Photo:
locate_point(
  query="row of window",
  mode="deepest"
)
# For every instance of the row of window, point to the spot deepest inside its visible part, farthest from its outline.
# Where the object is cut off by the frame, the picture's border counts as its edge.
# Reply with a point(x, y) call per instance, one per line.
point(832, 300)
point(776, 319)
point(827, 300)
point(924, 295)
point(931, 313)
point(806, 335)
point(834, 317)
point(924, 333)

[The task]
In the records above, find the lines holding "window". Copy each one.

[Task response]
  query="row of window",
# For every instance of the row of window, point to the spot deepest inside its visible part, farthest from its outline.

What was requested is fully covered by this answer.